▶ Task brief:
Set the following entries down again exactly, line by line.

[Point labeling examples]
##############################

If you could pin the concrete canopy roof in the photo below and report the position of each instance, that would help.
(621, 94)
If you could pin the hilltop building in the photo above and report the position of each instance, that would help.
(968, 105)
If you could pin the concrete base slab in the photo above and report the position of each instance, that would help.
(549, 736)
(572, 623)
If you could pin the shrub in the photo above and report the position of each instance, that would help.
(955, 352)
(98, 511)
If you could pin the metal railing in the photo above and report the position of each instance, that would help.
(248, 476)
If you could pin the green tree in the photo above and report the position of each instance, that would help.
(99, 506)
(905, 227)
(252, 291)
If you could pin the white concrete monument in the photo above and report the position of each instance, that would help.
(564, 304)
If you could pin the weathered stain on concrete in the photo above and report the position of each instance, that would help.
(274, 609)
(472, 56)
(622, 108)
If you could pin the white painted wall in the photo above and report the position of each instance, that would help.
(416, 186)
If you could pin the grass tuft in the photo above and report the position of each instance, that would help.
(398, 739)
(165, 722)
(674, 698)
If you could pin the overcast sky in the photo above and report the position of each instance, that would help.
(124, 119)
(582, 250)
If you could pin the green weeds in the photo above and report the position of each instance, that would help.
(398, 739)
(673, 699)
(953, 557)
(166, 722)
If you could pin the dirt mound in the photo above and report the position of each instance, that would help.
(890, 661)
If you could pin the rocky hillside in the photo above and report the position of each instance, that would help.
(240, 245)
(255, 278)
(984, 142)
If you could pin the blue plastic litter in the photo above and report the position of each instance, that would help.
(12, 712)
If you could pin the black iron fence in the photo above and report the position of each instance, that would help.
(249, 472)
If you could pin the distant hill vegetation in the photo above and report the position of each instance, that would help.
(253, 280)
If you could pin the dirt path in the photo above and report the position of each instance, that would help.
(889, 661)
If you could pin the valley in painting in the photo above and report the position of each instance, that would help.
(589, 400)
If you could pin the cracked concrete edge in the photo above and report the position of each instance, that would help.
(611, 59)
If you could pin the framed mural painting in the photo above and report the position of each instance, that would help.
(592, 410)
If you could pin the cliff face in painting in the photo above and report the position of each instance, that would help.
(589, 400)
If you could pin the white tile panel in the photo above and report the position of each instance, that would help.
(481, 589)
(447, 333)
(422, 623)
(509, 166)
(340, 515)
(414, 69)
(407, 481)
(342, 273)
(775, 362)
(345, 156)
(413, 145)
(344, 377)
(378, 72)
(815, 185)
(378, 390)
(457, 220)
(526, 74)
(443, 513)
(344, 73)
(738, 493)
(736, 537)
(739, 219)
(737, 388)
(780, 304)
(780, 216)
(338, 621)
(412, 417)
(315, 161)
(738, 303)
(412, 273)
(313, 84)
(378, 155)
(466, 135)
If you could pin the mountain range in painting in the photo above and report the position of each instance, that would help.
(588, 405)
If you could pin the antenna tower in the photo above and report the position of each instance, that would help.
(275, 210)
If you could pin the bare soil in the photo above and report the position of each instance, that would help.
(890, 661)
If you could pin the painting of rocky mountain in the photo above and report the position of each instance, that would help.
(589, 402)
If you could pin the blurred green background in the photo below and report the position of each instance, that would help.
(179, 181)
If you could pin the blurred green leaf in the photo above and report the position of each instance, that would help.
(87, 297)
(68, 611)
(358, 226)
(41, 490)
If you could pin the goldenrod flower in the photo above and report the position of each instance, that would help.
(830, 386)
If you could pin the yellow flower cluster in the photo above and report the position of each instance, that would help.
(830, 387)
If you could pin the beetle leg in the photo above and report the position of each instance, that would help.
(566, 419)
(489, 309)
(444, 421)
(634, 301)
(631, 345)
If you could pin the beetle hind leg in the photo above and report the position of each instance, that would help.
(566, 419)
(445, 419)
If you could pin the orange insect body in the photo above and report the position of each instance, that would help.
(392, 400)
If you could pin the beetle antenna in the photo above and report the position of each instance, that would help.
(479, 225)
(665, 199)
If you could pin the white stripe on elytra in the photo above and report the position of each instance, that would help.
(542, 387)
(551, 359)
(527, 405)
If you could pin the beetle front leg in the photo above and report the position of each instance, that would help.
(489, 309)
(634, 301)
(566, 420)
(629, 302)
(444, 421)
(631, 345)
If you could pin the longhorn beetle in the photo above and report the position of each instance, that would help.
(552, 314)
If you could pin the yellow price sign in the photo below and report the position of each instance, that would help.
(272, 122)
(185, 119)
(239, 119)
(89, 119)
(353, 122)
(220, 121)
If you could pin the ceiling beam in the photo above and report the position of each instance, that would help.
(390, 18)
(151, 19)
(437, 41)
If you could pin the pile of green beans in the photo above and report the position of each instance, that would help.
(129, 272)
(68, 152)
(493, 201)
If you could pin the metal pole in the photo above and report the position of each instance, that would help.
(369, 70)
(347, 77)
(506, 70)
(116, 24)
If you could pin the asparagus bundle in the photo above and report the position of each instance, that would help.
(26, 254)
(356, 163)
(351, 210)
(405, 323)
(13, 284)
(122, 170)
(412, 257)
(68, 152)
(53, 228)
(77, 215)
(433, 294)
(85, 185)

##############################

▶ Output for this task:
If you could pin the concrete canopy roof in the photo below and report the position of each instance, that would help.
(621, 94)
If you could pin the hilltop building in the photo above and report the position of each instance, that would help.
(968, 105)
If you could pin the concrete base slab in the photo above and report the position of each instance, that would help.
(549, 736)
(572, 623)
If you could pin the shrub in the photo above and report the position of each instance, that would help.
(955, 352)
(98, 511)
If you could pin the metal railing in the photo above and report the position of each instance, that would help.
(248, 476)
If you could pin the green tree in the photo above and report the position of each instance, that would help.
(99, 506)
(905, 227)
(252, 291)
If you could pin the white concrete monument in the photo above and report the position of each instance, that would help.
(564, 304)
If you could pin the weathered stain on concrete in the photo above and report the position of each instance, that would help.
(274, 609)
(472, 56)
(622, 108)
If you could pin the white painted wall in the photo above and report the position of each instance, that would help.
(416, 186)
If you could pin the grass tuft in the photo above and report the position of each instance, that would help.
(398, 739)
(165, 722)
(674, 698)
If you could pin the overcast sky in the photo above and report the position of each instance, that would help.
(124, 119)
(582, 250)
If you could pin the green weeds in the photo above and report the position of each instance, that would help.
(398, 739)
(673, 699)
(953, 557)
(166, 722)
If you could pin the dirt mound in the photo above and report the position of each instance, that would help.
(890, 661)
If you could pin the rocky hillside in the photo above and report the position of each instance, that would help.
(240, 245)
(255, 278)
(984, 142)
If you could pin the blue plastic litter in the photo above and report the position of each instance, that would help.
(12, 712)
If you could pin the black iron fence in the photo above and report the position of each instance, that would help.
(249, 472)
If you could pin the distant hill vegetation in the photo above and report the position of each instance, that would help.
(253, 280)
If you could pin the dirt path in the photo above and report the position of each instance, that would help.
(889, 661)
If you could pin the valley in painting in the photo above and report the position of each instance, that would help.
(589, 400)
If you could pin the cracked concrete edge in the photo above and report the position of each instance, that would help.
(611, 59)
If you could pin the framed mural painting in the photo above and report the position of each instance, that would help.
(592, 410)
If you could pin the cliff face in painting in the photo above and report the position of each instance, that would help.
(589, 400)
If you could pin the white tile panel in the photo above and report the position of each instance, that would help.
(481, 589)
(447, 333)
(422, 623)
(509, 166)
(340, 515)
(414, 69)
(407, 481)
(342, 273)
(775, 362)
(345, 156)
(413, 145)
(344, 377)
(378, 72)
(815, 185)
(378, 390)
(457, 220)
(526, 74)
(443, 513)
(344, 73)
(738, 493)
(736, 537)
(739, 219)
(737, 388)
(780, 304)
(780, 216)
(338, 621)
(412, 417)
(315, 161)
(738, 303)
(412, 273)
(313, 84)
(378, 155)
(466, 135)
If you could pin the mountain range in painting in the photo above and report the position of each instance, that would help.
(588, 405)
If you could pin the antenna tower in the photo above and report the position of each instance, that would help.
(275, 210)
If you could pin the bare soil in the photo above and report the position of each instance, that would help.
(890, 661)
If you could pin the painting of rocky mountain in the photo above and report the position of each instance, that would help.
(589, 402)
If you could pin the blurred green background in the photo below and report the position of each instance, that would help.
(179, 181)
If you could pin the blurred green leaf in the photo above and report the position of each instance, that would help.
(87, 297)
(68, 611)
(358, 226)
(41, 490)
If you could pin the goldenrod flower in the photo above and report the position of each instance, that would help.
(830, 386)
If you could pin the yellow flower cluster in the photo above and report the position of each instance, that would help.
(830, 387)
If you could pin the beetle leg in the photo above and report the position of each instance, that would help.
(566, 419)
(489, 309)
(444, 421)
(634, 301)
(631, 345)
If you could pin the beetle hind leg in the photo above and report the position of each instance, that would help.
(566, 419)
(445, 419)
If you could pin the orange insect body in the photo above and report the position of each instance, that would help.
(392, 400)
If you could pin the beetle antenna in the photo above and report the position of each instance, that would help.
(479, 225)
(665, 199)
If you could pin the white stripe on elytra in the photo above and report the position of each instance, that would help.
(542, 387)
(551, 359)
(527, 405)
If you could pin the beetle front leg in the photo above and report the position of each instance, that would help.
(489, 309)
(634, 301)
(566, 420)
(629, 302)
(444, 421)
(631, 345)
If you could pin the longhorn beetle in the photo above and report the position of each instance, that would help.
(552, 314)
If you could pin the yellow price sign in the photo below and report the position of each instance, that would help.
(272, 122)
(185, 119)
(239, 119)
(89, 119)
(353, 122)
(220, 121)
If you could pin the ceiling beam in the photo above and report the position of each instance, that would help.
(390, 18)
(151, 19)
(437, 41)
If you could pin the pile of green beans in the photo above and report the position of each instance, that would help.
(129, 272)
(68, 152)
(493, 201)
If you could pin the metal pole in the photo above and report the position of each instance, that would help.
(369, 70)
(347, 77)
(506, 70)
(116, 24)
If you could pin the asparagus bundle in the photo above and report the position of each instance, that would help.
(26, 254)
(356, 163)
(351, 210)
(405, 323)
(13, 284)
(122, 170)
(412, 257)
(68, 152)
(53, 228)
(77, 215)
(433, 294)
(85, 185)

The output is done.